▶ [Stated goal 1]
Edit the text on simulating exponential random variables, starting with "# Data for plotting" and going on through "satisfy certain conditions.", so that "draws" stands in place of "observations".
▶ [Stated goal 2]
Pick up the text on simulating exponential random variables after its last line and continue it.

We turn now to simulating continuous random variables. Suppose we want to simulate from an exponentially distributed random variable $X$, with parameter $\mu > 0$. Recall that its probability density function is given by

\begin{equation}
f(x) = \begin{cases}
\mu e^{-\mu x} & \text{if } x \geq 0, \\
0 & \text{if } x < 0.
\end{cases}
\end{equation}

In your book (paragraph 6.2), a method is explained to generate an exponential random variable from a uniform random variable $U$ on $[0,1]$. First, one determines a function $g$ such that $g(U)$ has the same distribution as $X$.

As indicated on page 74 of the book, we find:

$g(u) = - \frac{1}{\mu} \log(1-u)$ or $g(u) = - \frac{1}{\mu} \log(u)$


We now implement the theoretical procedure in practice. Complete the function below, that allows one to generate exponential random variables with parameter $\mu$. 

Recall the functions `np.exp(x)`, `np.log(x)`, and `np.sqrt(x)`, which denote the exponential, logarithm and square root function of an array `x`.

In [None]:

def exponential_rvs(sample_size = 1, mu = 1):
    """
    function returns 'sample_size' number of  
    exponential random variable with parameter mu > 0 
    """

    random_variables = np.zeros(sample_size)
    uniform_variables = uniform.rvs(size = sample_size)
    
    # code here
    # transform uniform_variables into exponential random variables 
    # saved in the array random_variables
    

    
    
    return random_variables

# show for example the outcome of 10 exponential random variables:
display(exponential_rvs(sample_size = 10))

Simulate 5000 observations from an exponential distribution with parameter $\mu = 3$ and compare the histogram to the probability density function of an exponential random variable with the same parameter. How well do you think the probability density function fits the histogram of the data? 

Compare the histogram of the 5000 observations to the probability density function of an exponential random variable with parameter $\mu = 5$. What can you observe?

In [None]:

random_variables = exponential_rvs(sample_size = 5000, mu = 3)


# set up figure
fig, ax = plt.subplots(1,1,figsize = (10,5))

# plot a histogram of the array random_variables
# plot the density of the exponential random variable for mu = 3.

# complete:

# Data for plotting the function
# x = np.arange(0.0, 3, 0.01)
# y = ...

# ax.hist(...)
# ax.plot(...)

# plt.show()

Finally, for the 5000 observations, determine the frequency of elements larger than 1 and compare this with the theoretical probability $P(X>1)$, where $X$ is an exponentially distributed random variable with $\mu=3$. You can use a for-loop or consider using the functions `np.greater` and `np.count_nonzero` to count frequencies of elements which satisfy certain conditions.

In [None]:
random_variables = exponential_rvs(sample_size = 5000, mu = 3)


## complete below

# frequency = ...
# theoretical_probability = ...

# print("the empirical frequency is given by {}".format(frequency/5000))
# print("the probability is given by {}".format(theoretical_probability))

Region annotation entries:
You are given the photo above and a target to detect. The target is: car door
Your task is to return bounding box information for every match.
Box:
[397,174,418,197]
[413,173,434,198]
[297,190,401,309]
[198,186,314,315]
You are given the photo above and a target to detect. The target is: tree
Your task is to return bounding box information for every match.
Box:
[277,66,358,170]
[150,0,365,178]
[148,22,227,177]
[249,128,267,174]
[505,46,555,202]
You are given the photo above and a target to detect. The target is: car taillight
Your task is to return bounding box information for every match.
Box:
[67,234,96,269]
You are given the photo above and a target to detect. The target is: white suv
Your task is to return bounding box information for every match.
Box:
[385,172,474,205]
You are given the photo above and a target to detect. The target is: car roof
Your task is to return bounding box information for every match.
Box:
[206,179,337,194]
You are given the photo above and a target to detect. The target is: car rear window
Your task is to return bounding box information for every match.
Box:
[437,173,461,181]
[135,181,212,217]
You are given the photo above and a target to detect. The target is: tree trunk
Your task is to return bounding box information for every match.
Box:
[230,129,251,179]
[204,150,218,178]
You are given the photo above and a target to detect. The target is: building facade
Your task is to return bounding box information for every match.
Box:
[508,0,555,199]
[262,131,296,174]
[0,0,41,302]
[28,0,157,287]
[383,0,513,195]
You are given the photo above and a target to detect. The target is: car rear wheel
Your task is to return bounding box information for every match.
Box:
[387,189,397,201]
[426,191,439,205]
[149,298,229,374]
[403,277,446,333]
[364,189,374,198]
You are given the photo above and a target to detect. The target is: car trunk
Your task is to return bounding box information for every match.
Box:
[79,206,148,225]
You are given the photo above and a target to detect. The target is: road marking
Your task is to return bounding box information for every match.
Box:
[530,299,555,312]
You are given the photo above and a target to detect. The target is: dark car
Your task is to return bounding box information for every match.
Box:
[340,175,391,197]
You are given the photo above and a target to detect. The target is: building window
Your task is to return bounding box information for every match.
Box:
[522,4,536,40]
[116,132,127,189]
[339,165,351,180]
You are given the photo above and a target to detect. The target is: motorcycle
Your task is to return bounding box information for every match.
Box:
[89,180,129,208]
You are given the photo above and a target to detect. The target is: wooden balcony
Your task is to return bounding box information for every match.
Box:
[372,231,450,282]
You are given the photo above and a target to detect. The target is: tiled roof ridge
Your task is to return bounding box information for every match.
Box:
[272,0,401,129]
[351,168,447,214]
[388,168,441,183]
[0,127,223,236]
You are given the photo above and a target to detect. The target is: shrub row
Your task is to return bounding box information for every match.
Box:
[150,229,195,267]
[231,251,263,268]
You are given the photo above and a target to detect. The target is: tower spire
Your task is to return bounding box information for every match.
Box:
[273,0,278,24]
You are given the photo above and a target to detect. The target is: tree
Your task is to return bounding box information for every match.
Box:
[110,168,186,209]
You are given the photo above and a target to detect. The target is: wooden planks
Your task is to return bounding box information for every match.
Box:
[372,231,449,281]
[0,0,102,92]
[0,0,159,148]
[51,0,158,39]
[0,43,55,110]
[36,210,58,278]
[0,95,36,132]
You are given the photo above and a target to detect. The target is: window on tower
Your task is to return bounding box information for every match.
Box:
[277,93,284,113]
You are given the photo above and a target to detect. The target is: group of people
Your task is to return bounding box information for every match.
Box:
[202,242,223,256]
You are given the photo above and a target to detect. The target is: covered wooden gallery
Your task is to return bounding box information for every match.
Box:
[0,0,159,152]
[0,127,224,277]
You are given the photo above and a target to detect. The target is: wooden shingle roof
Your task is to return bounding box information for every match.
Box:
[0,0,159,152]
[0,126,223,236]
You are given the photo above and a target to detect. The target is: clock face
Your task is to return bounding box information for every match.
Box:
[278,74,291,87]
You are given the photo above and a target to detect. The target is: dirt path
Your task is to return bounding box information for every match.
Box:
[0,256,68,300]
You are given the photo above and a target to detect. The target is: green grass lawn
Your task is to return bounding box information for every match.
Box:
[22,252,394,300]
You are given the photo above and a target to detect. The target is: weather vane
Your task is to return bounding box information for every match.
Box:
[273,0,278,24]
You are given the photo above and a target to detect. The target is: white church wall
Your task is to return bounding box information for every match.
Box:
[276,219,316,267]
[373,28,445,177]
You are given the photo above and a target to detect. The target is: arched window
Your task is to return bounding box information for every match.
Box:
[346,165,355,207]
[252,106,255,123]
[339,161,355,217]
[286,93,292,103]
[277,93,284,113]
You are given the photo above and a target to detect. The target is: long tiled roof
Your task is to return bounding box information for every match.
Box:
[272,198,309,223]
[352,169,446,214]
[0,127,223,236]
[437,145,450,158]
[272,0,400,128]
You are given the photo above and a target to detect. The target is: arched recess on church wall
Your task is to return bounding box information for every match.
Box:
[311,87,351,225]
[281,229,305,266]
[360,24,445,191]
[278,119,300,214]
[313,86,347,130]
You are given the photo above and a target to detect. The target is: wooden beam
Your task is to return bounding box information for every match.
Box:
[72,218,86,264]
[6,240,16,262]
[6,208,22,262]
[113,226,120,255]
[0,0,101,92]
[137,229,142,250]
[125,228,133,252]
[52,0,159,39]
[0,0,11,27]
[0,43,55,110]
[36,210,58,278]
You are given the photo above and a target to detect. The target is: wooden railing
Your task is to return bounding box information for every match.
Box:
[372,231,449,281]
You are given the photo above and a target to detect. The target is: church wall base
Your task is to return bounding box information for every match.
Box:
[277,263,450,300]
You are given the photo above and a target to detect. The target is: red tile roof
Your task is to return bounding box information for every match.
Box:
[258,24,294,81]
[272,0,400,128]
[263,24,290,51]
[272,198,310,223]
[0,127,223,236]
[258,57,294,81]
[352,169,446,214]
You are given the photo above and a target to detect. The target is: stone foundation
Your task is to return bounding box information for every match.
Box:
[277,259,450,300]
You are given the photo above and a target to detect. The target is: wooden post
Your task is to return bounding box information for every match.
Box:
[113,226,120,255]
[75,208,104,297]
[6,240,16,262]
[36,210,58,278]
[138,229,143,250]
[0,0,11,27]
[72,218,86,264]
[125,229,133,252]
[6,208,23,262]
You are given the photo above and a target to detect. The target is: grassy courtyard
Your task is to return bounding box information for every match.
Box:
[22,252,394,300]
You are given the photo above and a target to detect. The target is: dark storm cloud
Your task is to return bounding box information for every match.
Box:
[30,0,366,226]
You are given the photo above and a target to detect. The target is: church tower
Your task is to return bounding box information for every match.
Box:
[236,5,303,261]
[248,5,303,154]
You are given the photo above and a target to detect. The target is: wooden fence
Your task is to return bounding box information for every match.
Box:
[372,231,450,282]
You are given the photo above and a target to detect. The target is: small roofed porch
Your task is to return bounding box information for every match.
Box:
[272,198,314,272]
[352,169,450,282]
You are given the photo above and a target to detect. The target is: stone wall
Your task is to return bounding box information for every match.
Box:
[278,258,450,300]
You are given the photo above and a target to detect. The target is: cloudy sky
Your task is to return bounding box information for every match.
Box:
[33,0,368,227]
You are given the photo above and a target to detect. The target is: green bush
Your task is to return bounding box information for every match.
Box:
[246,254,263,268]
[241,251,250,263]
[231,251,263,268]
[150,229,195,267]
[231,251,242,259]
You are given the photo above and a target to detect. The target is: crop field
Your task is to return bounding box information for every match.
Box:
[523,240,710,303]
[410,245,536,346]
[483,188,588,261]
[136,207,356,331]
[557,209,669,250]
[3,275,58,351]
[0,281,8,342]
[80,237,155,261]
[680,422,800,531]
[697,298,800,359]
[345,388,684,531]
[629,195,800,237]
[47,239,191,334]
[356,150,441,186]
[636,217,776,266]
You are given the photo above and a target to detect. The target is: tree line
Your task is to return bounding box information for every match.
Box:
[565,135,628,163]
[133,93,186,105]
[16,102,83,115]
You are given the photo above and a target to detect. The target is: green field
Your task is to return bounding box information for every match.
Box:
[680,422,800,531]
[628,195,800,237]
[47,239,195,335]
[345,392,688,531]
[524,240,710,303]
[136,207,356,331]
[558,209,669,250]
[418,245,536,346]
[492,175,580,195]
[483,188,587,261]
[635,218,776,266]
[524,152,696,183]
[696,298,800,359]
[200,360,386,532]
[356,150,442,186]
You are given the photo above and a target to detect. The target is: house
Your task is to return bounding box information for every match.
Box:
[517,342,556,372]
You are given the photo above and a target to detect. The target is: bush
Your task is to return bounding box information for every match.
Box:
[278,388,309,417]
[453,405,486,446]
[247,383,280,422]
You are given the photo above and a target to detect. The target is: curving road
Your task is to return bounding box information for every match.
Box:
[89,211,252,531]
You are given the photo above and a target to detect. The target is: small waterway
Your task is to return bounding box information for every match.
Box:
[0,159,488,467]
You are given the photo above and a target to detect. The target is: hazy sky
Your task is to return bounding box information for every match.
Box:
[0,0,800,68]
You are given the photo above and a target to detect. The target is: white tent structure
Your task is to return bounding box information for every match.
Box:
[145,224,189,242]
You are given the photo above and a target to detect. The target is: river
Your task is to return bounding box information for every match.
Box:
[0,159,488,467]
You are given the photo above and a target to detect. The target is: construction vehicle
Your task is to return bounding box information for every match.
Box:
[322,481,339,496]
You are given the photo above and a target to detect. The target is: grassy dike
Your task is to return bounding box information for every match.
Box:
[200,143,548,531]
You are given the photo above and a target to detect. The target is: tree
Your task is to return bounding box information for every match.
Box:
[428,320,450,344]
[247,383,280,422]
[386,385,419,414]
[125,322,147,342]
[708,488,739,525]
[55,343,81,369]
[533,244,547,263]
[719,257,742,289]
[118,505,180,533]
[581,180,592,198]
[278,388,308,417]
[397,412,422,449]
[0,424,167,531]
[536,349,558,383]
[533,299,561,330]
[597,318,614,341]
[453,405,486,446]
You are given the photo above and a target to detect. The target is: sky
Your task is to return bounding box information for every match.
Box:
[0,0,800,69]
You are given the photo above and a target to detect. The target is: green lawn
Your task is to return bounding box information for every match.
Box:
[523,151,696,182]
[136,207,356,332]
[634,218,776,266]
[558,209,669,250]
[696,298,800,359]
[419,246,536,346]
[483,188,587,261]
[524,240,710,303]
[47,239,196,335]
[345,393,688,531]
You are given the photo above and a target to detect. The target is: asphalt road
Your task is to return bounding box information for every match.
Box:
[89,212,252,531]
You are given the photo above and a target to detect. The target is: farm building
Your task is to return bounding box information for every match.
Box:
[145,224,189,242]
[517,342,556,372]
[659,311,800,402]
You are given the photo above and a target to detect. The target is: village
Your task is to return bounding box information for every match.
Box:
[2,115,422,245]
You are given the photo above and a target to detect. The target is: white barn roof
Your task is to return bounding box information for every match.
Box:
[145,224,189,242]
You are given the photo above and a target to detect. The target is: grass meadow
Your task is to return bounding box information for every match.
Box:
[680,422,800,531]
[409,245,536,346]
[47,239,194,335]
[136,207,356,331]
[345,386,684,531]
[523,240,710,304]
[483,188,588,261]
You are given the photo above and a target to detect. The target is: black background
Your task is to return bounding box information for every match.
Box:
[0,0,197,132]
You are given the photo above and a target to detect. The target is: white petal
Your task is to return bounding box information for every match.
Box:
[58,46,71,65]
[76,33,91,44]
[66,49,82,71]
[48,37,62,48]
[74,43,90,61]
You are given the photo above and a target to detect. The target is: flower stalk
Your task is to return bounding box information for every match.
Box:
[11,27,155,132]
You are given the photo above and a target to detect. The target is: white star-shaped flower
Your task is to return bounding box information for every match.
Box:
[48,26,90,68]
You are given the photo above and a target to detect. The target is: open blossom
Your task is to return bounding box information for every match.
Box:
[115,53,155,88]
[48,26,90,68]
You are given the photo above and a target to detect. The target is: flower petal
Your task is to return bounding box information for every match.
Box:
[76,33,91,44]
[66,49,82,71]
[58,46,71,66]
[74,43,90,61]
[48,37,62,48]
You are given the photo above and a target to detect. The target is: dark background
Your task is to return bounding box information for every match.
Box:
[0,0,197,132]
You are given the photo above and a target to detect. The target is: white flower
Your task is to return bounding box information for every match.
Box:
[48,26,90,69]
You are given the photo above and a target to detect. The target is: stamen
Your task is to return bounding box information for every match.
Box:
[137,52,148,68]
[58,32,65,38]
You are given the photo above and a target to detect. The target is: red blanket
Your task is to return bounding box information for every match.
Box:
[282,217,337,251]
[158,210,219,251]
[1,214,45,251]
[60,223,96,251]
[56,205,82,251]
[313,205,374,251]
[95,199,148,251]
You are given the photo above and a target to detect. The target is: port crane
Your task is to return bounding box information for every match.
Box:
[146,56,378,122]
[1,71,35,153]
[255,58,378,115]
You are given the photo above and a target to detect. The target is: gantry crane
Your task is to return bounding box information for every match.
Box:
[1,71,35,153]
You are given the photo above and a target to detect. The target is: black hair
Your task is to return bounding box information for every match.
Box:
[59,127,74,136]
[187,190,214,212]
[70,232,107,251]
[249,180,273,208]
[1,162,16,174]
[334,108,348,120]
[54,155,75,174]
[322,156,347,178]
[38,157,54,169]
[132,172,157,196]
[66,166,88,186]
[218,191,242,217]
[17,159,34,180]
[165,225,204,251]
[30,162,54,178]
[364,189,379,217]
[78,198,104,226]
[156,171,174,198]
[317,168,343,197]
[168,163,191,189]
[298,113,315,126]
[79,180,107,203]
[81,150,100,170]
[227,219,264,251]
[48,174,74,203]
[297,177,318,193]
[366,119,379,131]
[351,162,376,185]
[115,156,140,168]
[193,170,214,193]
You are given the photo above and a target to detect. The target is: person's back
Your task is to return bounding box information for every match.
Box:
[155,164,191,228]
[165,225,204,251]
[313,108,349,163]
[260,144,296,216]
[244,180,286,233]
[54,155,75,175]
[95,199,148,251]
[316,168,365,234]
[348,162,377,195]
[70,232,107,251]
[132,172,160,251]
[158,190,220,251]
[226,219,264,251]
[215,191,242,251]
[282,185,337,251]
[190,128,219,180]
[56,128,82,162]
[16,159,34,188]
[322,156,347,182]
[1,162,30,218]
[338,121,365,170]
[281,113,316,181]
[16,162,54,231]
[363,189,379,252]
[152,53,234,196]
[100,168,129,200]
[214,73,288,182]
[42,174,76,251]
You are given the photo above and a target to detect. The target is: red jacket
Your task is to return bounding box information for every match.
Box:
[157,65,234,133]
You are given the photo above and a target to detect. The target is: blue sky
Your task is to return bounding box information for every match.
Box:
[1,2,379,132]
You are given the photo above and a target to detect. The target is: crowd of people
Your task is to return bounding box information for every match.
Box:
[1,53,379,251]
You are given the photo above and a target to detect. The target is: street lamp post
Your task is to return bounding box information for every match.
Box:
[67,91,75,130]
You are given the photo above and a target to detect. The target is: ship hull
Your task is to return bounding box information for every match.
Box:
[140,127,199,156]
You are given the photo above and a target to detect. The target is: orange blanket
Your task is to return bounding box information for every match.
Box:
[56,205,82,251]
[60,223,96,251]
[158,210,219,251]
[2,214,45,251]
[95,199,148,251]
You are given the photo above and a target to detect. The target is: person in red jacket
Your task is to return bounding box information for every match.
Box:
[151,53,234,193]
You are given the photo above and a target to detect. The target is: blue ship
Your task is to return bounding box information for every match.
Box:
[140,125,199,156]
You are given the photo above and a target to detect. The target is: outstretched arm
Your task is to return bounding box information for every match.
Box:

▶ [Task response 1]
# Data for plotting the function
# x = np.arange(0.0, 3, 0.01)
# y = ...

# ax.hist(...)
# ax.plot(...)

# plt.show()

Finally, for the 5000 draws, determine the frequency of elements larger than 1 and compare this with the theoretical probability $P(X>1)$, where $X$ is an exponentially distributed random variable with $\mu=3$. You can use a for-loop or consider using the functions `np.greater` and `np.count_nonzero` to count frequencies of elements which satisfy certain conditions.

▶ [Task response 2]
## Transformation of random variables

In various applications, we work with the speed of a two-dimensional object. One can think for example of particles in a (2d) gas, or the speed of the wind.

Three relevant concepts here are:
* the speed of the particles/wind, as a two dimensional vector
* the absolute speed of the particles/wind
* the energy of the particles/wind

We will not take into account any units or physical details and focus on the transformations that underly these three quantities. For example if $(V_x,V_y)$ are two random variables that model the two-dimensional speed, then $|V| = \sqrt{V_x^2 + V_y^2}$ denotes the absolute speed, and $E = \frac{1}{2} |V|^2$ gives the energy.

We start by modeling the two-dimensional speed. First generate two vectors with 250 observations simulated from standard normal random variables, using the command `norm.rvs(size= sample_size)`. Plot the variables speed_x,speed_y in a scatter plot with the command `ax.scatter`

In [None]:
from scipy.stats import norm

sample_size = 250

# set up figure
fig, ax = plt.subplots(1,1)


# complete below

#speed_x = ...
#speed_y = ...

#ax.scatter ...

#plt.show()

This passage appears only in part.